- What the exercise asks -
Reproduce, exactly as they appear, the line containing "Class, indicate each instance of the vertical fence slat" and every line after it, ending with the last line of the records.

- Referring expression data -

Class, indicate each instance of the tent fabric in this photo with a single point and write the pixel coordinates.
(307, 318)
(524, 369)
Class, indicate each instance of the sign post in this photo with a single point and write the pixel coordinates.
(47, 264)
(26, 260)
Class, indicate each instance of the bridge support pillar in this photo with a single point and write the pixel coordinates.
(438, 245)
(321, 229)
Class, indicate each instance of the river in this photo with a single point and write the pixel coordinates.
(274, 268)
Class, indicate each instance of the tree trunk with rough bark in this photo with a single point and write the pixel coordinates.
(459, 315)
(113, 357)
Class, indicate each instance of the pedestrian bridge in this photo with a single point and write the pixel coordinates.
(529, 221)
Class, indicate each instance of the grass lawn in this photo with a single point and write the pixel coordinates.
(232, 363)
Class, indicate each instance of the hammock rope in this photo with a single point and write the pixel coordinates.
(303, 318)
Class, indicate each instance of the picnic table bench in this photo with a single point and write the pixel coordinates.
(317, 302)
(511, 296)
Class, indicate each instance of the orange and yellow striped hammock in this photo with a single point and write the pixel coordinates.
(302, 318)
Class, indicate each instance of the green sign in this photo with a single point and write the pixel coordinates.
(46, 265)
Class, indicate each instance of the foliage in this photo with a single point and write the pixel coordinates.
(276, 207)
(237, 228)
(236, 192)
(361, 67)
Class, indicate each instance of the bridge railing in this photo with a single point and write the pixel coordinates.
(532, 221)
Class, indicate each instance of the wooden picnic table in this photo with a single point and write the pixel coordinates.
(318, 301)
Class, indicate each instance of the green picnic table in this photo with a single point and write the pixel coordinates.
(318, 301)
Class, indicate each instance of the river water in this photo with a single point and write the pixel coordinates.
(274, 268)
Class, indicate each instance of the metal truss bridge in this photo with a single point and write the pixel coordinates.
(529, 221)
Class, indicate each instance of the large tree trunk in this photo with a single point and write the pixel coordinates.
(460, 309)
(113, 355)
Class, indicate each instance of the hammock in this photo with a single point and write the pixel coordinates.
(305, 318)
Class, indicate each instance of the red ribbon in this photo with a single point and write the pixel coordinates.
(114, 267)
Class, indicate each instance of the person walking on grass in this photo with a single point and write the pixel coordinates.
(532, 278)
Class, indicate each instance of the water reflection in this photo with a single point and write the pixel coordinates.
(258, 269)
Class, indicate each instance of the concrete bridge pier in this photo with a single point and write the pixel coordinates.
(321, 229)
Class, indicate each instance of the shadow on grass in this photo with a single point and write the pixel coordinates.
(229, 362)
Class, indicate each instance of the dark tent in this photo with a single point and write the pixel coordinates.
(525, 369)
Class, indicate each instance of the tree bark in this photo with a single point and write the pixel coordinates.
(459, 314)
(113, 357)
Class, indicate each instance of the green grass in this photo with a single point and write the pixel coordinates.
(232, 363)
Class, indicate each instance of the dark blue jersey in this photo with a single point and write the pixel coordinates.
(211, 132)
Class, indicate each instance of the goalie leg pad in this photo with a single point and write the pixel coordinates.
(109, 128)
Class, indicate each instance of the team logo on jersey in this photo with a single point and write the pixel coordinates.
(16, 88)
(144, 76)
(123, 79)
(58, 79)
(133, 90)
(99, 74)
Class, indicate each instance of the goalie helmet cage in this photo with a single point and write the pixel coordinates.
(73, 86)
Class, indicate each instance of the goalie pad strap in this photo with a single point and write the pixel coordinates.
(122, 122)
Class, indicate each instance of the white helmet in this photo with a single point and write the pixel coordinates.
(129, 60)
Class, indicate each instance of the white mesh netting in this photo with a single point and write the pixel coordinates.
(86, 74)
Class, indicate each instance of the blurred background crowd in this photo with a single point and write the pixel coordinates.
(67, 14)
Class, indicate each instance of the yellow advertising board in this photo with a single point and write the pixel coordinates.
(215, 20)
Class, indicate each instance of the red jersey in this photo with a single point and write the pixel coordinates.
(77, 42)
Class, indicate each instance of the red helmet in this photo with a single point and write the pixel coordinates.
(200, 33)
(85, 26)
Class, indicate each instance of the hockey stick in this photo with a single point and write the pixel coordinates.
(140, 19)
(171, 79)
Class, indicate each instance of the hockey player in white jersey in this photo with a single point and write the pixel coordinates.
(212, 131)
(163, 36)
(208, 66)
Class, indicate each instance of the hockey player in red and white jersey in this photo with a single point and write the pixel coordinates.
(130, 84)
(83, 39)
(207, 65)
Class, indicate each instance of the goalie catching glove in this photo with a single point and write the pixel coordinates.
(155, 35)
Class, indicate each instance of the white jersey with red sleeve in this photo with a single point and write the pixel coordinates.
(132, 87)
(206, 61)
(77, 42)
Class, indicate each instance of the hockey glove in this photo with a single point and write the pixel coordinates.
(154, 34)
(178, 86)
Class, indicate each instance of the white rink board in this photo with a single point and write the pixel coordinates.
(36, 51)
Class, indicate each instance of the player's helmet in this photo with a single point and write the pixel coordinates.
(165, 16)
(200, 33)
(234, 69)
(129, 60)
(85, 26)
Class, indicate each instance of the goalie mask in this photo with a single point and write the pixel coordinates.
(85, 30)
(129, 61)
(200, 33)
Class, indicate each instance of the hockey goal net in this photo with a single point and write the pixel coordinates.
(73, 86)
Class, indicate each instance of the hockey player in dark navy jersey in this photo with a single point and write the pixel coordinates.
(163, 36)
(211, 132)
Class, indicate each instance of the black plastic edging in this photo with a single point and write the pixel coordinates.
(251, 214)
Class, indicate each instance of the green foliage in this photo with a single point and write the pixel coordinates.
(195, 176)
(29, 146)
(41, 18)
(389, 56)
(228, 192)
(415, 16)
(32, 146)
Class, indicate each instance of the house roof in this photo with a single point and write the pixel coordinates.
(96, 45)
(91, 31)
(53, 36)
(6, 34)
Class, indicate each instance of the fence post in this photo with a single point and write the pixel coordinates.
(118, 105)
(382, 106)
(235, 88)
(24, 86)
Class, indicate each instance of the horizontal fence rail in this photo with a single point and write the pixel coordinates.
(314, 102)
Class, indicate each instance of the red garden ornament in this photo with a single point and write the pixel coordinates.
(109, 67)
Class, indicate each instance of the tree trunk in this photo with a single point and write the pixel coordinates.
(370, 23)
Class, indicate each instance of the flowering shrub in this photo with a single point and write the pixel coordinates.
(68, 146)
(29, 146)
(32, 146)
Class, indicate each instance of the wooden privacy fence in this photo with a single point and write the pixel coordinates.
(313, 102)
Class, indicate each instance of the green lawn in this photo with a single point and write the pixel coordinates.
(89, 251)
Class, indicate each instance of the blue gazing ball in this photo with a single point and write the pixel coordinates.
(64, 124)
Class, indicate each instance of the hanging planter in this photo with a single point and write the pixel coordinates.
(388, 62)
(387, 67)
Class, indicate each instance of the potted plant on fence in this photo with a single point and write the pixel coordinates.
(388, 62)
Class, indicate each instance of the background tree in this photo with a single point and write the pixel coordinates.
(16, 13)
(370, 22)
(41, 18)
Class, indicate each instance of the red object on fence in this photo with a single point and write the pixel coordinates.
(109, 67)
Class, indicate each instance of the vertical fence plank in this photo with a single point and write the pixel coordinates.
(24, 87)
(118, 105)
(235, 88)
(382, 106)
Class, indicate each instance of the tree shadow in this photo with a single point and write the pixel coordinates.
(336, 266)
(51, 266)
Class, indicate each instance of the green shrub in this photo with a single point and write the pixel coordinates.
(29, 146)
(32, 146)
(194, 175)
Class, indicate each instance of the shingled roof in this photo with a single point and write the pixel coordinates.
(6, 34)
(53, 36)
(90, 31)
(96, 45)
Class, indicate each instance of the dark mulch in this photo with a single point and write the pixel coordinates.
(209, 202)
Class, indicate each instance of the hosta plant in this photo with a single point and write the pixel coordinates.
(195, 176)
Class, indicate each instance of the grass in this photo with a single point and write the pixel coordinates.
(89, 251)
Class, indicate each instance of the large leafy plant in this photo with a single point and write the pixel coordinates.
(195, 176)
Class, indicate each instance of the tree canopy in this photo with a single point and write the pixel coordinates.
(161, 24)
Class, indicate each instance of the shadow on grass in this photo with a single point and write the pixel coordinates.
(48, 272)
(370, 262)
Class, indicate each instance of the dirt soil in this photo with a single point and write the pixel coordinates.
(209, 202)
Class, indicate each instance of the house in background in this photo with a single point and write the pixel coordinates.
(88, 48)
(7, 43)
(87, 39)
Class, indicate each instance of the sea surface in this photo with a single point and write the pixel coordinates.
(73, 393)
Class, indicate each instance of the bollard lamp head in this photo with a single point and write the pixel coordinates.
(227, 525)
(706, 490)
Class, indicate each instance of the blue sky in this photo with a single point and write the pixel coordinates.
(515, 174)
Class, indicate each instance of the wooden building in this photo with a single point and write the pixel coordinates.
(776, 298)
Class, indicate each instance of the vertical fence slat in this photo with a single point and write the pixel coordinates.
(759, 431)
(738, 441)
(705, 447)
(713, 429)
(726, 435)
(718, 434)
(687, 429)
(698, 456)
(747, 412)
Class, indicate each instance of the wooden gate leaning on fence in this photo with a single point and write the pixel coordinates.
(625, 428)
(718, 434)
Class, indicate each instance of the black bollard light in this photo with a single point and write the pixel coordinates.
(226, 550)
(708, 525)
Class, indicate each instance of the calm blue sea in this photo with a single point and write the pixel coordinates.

- Solution -
Class, indicate each instance of the vertical fence slat in this photo with a single point and write the pixel coordinates.
(759, 431)
(738, 441)
(705, 447)
(713, 429)
(726, 435)
(718, 434)
(687, 429)
(698, 456)
(747, 412)
Class, indicate each instance of the wooden gate leaning on fence in this photo with a single point and write the pixel coordinates.
(625, 428)
(718, 434)
Class, indicate each instance of the black bollard light in this photo with a single point and write the pixel coordinates.
(226, 550)
(708, 525)
Class, indicate each instance of the calm blue sea in this photo with a single point and write the pixel coordinates.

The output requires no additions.